### Given request
Update the entries below by changing every "Annotate" to "Mark" and leaving everything else as it is.

## BEGIN

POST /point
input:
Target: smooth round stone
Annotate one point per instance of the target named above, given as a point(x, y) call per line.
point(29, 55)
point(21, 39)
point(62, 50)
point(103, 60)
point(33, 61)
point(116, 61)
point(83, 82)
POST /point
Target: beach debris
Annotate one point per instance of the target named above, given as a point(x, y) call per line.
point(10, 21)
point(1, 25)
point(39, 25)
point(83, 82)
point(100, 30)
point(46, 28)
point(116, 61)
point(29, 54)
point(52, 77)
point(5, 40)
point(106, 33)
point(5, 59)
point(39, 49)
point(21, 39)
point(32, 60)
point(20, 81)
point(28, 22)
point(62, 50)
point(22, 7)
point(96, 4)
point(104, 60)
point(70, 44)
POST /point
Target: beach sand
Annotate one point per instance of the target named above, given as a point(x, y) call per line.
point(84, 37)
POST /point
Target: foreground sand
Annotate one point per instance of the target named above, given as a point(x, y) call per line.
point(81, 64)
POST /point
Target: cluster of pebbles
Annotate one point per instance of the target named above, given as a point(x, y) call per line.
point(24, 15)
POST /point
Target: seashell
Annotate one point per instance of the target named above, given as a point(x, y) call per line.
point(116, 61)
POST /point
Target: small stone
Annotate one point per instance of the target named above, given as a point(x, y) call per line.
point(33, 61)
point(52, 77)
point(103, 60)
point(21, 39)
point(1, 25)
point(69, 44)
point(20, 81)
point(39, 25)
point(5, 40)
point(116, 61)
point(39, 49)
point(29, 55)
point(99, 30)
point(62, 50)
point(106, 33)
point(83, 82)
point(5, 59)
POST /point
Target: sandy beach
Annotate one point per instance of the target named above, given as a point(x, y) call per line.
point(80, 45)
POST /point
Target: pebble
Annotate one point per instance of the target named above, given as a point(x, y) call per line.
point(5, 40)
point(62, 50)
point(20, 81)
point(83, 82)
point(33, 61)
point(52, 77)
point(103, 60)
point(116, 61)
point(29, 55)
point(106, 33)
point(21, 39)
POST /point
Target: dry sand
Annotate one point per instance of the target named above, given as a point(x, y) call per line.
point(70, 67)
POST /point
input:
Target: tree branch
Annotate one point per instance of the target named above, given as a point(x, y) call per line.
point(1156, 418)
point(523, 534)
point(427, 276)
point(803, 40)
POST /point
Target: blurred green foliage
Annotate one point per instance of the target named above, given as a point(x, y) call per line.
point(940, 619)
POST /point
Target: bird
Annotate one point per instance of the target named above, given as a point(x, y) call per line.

## END

### Complete output
POST /point
input:
Target: smooth round stone
Mark one point per instance of the target named above, given as a point(x, y) call per line.
point(29, 55)
point(21, 39)
point(62, 50)
point(103, 60)
point(33, 61)
point(116, 61)
point(83, 82)
POST /point
Target: beach debris
Mark one point per instance of the target named above, given as a point(x, y) call per line.
point(10, 21)
point(1, 25)
point(39, 25)
point(83, 82)
point(100, 30)
point(46, 28)
point(116, 61)
point(29, 54)
point(52, 77)
point(5, 40)
point(106, 33)
point(5, 59)
point(39, 49)
point(21, 39)
point(32, 60)
point(20, 81)
point(28, 22)
point(62, 50)
point(22, 7)
point(96, 4)
point(104, 60)
point(70, 44)
POST /point
Target: beach sand
Mark one point per instance of the target named above, given as a point(x, y) call per line.
point(84, 37)
POST /point
Target: foreground sand
Mark one point per instance of the target named above, given as a point(x, y) call per line.
point(81, 64)
POST /point
Target: cluster of pebbles
Mark one point per instance of the target named above, given as a point(x, y) call per line.
point(24, 15)
POST /point
Target: seashell
Mark one point per instance of the target named above, given as a point(x, y) call per line.
point(116, 61)
POST /point
Target: small stone
Mark one point per instance of the target named above, given as a point(x, y) call per line.
point(33, 61)
point(52, 77)
point(103, 60)
point(21, 39)
point(1, 25)
point(69, 44)
point(20, 81)
point(39, 25)
point(5, 40)
point(116, 61)
point(39, 49)
point(29, 55)
point(99, 30)
point(62, 50)
point(106, 33)
point(83, 82)
point(5, 59)
POST /point
Target: sandy beach
Mark one point per instance of the target named above, given as a point(x, y) call per line.
point(80, 45)
POST /point
Target: pebble
Mark one point per instance of the target named above, given as a point(x, y) call per line.
point(5, 40)
point(62, 50)
point(20, 81)
point(83, 82)
point(33, 61)
point(52, 77)
point(103, 60)
point(116, 61)
point(29, 55)
point(106, 33)
point(21, 39)
POST /point
Target: dry sand
Mark one point per instance of the target named above, given as a point(x, y) call per line.
point(70, 67)
POST /point
input:
Target: tree branch
Mark one point per instance of the target named above, given as a point(x, y) call per line.
point(1156, 418)
point(523, 534)
point(427, 276)
point(803, 40)
POST /point
Target: blurred green foliage
Mark one point per instance of the target named above, given as a point(x, y) call per line.
point(940, 619)
POST /point
Target: bird
Mark one point per instance of the target named above, given as a point(x, y) call per line.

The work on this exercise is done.